■ Materials provided:
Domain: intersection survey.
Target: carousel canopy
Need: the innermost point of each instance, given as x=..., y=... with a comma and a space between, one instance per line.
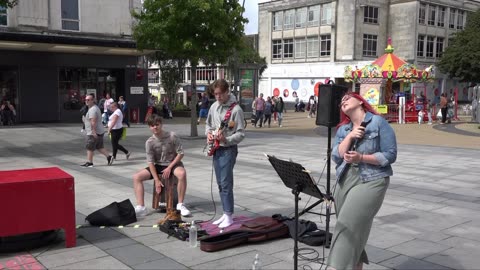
x=389, y=67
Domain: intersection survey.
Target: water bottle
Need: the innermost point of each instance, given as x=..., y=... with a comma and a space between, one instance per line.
x=192, y=235
x=256, y=263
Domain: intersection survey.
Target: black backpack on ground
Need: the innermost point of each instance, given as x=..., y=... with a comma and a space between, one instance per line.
x=114, y=214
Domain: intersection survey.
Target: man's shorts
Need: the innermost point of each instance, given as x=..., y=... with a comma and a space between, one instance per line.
x=93, y=143
x=160, y=168
x=203, y=113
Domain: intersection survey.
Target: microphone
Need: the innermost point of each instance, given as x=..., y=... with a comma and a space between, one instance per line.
x=354, y=145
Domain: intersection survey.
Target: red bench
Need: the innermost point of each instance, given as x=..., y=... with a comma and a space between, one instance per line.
x=36, y=200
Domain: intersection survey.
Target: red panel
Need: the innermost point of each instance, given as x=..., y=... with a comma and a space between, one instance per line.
x=36, y=200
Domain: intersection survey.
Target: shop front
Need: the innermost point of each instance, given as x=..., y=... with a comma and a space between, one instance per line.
x=51, y=86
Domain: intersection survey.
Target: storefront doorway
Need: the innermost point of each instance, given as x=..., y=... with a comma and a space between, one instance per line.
x=75, y=83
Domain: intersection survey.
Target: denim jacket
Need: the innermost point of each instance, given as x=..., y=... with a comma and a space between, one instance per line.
x=379, y=140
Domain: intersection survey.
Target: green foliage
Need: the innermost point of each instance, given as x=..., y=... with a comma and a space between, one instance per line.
x=8, y=3
x=190, y=29
x=461, y=58
x=193, y=30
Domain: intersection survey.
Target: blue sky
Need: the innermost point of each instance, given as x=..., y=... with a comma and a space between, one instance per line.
x=251, y=13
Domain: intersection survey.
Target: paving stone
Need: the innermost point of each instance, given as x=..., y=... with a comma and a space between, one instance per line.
x=377, y=255
x=109, y=243
x=418, y=248
x=456, y=259
x=405, y=262
x=238, y=261
x=165, y=263
x=177, y=251
x=95, y=233
x=106, y=262
x=135, y=254
x=71, y=256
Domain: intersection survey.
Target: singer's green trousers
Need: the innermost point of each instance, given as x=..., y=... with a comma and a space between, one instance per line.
x=356, y=204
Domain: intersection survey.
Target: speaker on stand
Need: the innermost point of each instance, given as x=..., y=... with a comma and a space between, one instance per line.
x=328, y=114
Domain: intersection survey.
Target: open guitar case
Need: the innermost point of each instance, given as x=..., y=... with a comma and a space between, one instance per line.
x=256, y=230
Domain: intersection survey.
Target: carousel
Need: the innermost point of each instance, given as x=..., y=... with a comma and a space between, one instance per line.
x=386, y=85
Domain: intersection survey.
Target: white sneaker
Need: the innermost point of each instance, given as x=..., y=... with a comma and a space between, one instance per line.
x=183, y=209
x=140, y=211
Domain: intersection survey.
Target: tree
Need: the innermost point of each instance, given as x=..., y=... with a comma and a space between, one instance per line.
x=8, y=3
x=190, y=29
x=461, y=58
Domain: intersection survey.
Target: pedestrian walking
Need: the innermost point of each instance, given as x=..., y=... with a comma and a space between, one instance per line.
x=116, y=129
x=94, y=131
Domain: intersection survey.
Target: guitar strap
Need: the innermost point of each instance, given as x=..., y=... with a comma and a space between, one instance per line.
x=228, y=113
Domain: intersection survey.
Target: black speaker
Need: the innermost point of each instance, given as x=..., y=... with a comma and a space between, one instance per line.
x=328, y=108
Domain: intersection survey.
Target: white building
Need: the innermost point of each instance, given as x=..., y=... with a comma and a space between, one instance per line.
x=308, y=41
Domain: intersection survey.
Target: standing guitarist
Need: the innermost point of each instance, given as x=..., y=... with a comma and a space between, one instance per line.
x=227, y=136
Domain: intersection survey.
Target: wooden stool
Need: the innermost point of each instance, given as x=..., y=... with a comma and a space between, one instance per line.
x=161, y=198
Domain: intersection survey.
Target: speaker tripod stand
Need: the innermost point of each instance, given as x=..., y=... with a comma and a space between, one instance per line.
x=328, y=194
x=328, y=114
x=295, y=177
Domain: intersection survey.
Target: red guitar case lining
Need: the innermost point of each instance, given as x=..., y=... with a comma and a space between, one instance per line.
x=256, y=230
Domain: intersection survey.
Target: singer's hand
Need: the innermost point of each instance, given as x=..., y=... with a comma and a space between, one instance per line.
x=210, y=137
x=357, y=133
x=352, y=157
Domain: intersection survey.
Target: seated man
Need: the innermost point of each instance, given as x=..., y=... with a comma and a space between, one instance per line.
x=164, y=155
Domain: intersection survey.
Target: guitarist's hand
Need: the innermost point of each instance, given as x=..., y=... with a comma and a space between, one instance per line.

■ What is asked: Report each line of the listing that contains the string "guitarist", copied in full. Only case-exact matches count.

■ Problem solution:
Target: standing guitarist
Target: guitarist's hand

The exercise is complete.